• Work order
In the passage below on the James Webb Space Telescope, do these statements agree with the text? Answer yes or no for each, quoting the words that decide it. 1. Webb's primary mirror has nearly ten times the collecting area of Hubble's. 2. Webb was designed to operate for twenty years. 3. At L2, Webb will park at a distance around four times that of the moon to Earth.

• Source passage
※ ※ ※
As I write this, nearly one million kilometres away the James Webb Space Telescope ventures into the Solar System as part of humanity’s latest endeavour to understand the origins of the universe.
Webb is the biggest and most powerful telescope ever put into space. It has been referred to as the long-term replacement to the Hubble Space Telescope. However, Webb has a primary mirror nearly ten times the collecting area of Hubble, and will observe primarily at longer “infrared” wavelengths. In comparison to Hubble, Webb will peer much deeper into the universe, and observe phenomena at different and longer wavelengths.
By looking at the very first stars and galaxies in the universe, Webb will enable astronomers to explore the physics and chemistry which gave birth to Galaxies like our own Milky Way. By peering at young dust and gas-rich stars in our own Galaxy, Webb will uncover in detail the processes which form planets, asteroids and comets. And by observing exoplanets around other stars, Webb will probe the chemistry and weather of their atmospheres, exploring for “biomarkers”: potential signs of biological processes, and thus life.
For my own science, Webb offers new and unrivalled capabilities. My research seeks to understand how and where asteroid and comet belts form, and how these compare with those present in our own Solar System. Webb is sensitive enough to detect even faint dust and gas signals produced when asteroids collide and icy comets are vaporised. By measuring for dust and gas around young nearby stars, observations with Webb can determine the composition of the youngest asteroid and comet belts, which hold tantalising clues as to how our Solar System may have appeared at its dawn, and how this came to appear as it does today.
Webb was designed to operate for ten years. However, given the previous life of various space telescopes, and Webb’s excellent launch trajectory, it could last much longer than this. This will be important to maximise the amount of science that Webb can conduct, and open up brand new science for generations to come.
Although work on the mission and telescope design began in the early 1990s, various delays set the mission back by many years. Webb’s launch finally took place on Christmas Day 2021. By the end of this month, Webb should arrive at “L2” (Lagrange Point 2) where it will park, at a distance around four times that of the moon to Earth. To enable it to begin science observations as soon as it arrives, Webb is unfolding into its final configuration as it travels, having now successfully deployed its tennis-court sized sunshield, and locked in place the first of its two primary mirror “wings”.
The first public release of science observations and data will likely be available from the summer.
For those of us who remember the moment we first saw such Hubble images as the “Ultra-Deep Field”, the “Pillars of Creation”, and the great storms in the clouds of Jupiter, the long wait will be worth it.
※ ※ ※
Stored records:

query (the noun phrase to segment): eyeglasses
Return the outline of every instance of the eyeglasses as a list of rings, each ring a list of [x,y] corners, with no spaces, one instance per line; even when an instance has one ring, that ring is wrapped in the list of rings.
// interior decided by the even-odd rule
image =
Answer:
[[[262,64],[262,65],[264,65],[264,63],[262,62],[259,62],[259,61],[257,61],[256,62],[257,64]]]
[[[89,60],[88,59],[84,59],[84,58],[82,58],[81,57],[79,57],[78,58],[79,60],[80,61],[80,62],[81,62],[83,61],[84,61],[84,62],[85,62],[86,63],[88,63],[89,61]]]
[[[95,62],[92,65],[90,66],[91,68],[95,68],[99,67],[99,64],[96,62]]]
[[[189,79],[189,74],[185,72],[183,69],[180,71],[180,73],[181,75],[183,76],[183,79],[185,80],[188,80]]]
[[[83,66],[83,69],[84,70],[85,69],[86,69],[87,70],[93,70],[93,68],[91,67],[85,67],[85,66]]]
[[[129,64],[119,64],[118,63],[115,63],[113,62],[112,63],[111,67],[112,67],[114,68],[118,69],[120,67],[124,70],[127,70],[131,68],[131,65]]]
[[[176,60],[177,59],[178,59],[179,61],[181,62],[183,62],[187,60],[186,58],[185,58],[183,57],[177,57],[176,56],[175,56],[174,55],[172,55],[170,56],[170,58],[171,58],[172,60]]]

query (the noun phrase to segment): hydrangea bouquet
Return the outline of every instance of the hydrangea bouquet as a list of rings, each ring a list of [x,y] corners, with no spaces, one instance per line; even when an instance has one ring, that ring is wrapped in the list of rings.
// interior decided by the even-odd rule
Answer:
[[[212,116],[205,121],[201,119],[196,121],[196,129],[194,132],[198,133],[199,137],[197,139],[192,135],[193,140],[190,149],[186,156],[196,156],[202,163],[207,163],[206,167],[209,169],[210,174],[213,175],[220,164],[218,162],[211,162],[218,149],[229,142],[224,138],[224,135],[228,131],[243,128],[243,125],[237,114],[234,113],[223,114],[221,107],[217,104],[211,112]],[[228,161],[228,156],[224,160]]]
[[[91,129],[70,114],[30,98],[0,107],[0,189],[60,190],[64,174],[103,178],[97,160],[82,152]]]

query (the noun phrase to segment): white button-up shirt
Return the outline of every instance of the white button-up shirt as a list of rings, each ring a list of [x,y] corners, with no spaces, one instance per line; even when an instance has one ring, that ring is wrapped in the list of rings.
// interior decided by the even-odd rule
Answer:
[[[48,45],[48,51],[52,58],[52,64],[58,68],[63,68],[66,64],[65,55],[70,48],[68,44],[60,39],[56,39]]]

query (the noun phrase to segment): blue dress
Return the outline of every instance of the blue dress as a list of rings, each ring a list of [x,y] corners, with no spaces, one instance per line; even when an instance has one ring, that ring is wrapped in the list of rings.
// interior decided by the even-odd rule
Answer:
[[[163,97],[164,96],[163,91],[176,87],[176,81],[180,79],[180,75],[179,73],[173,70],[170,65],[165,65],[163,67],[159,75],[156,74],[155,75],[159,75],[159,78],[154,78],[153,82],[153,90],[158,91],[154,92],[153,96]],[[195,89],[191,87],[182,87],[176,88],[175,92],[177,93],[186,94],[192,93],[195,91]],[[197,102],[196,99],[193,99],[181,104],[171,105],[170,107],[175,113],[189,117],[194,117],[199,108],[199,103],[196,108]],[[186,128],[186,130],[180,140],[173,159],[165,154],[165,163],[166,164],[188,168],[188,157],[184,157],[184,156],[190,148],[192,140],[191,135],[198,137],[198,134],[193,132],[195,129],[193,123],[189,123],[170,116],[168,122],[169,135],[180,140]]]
※ ※ ※
• Result of this exercise
1. Yes: "Webb has a primary mirror nearly ten times the collecting area of Hubble"
2. No: "Webb was designed to operate for ten years."
3. Yes: "where it will park, at a distance around four times that of the moon to Earth"